> Instructions for the task
Can you recast the listing below as a Markdown table with the columns "Row" and "Listing line", putting each non-blank line in its own row with its row number and leaving out blank lines?

(Raw records)
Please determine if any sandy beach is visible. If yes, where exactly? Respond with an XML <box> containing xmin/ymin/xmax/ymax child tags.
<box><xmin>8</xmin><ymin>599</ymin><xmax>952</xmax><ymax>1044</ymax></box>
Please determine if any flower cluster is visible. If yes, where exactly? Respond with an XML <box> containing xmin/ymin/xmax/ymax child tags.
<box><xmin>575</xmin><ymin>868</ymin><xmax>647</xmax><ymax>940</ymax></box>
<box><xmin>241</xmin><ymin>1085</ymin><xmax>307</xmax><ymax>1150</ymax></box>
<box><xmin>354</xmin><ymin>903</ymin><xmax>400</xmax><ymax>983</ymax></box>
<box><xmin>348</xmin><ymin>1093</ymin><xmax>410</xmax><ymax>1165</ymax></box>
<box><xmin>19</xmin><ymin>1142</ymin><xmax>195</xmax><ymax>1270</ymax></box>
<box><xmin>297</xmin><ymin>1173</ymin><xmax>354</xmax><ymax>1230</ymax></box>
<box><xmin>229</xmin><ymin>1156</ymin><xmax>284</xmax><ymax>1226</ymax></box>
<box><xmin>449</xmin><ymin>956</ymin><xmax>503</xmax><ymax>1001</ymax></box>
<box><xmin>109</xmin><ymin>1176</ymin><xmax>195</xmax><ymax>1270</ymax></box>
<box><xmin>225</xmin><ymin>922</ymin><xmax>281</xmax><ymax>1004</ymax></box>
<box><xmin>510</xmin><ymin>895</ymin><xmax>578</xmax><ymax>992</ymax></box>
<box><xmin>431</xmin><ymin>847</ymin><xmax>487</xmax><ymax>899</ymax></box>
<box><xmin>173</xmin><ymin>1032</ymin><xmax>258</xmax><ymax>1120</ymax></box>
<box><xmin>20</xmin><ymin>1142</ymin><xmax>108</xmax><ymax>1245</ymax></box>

> Solution to this exercise
| Row | Listing line |
|---|---|
| 1 | Please determine if any sandy beach is visible. If yes, where exactly? Respond with an XML <box> containing xmin/ymin/xmax/ymax child tags. |
| 2 | <box><xmin>8</xmin><ymin>599</ymin><xmax>952</xmax><ymax>1044</ymax></box> |
| 3 | Please determine if any flower cluster is visible. If yes, where exactly? Respond with an XML <box> containing xmin/ymin/xmax/ymax child tags. |
| 4 | <box><xmin>575</xmin><ymin>868</ymin><xmax>647</xmax><ymax>940</ymax></box> |
| 5 | <box><xmin>241</xmin><ymin>1085</ymin><xmax>307</xmax><ymax>1150</ymax></box> |
| 6 | <box><xmin>354</xmin><ymin>903</ymin><xmax>400</xmax><ymax>983</ymax></box> |
| 7 | <box><xmin>348</xmin><ymin>1093</ymin><xmax>410</xmax><ymax>1165</ymax></box> |
| 8 | <box><xmin>19</xmin><ymin>1142</ymin><xmax>195</xmax><ymax>1270</ymax></box> |
| 9 | <box><xmin>297</xmin><ymin>1173</ymin><xmax>354</xmax><ymax>1230</ymax></box> |
| 10 | <box><xmin>229</xmin><ymin>1156</ymin><xmax>284</xmax><ymax>1226</ymax></box> |
| 11 | <box><xmin>449</xmin><ymin>956</ymin><xmax>503</xmax><ymax>1001</ymax></box> |
| 12 | <box><xmin>109</xmin><ymin>1176</ymin><xmax>195</xmax><ymax>1270</ymax></box> |
| 13 | <box><xmin>225</xmin><ymin>922</ymin><xmax>281</xmax><ymax>1004</ymax></box> |
| 14 | <box><xmin>510</xmin><ymin>895</ymin><xmax>578</xmax><ymax>992</ymax></box> |
| 15 | <box><xmin>431</xmin><ymin>847</ymin><xmax>487</xmax><ymax>899</ymax></box> |
| 16 | <box><xmin>173</xmin><ymin>1032</ymin><xmax>258</xmax><ymax>1120</ymax></box> |
| 17 | <box><xmin>20</xmin><ymin>1142</ymin><xmax>108</xmax><ymax>1245</ymax></box> |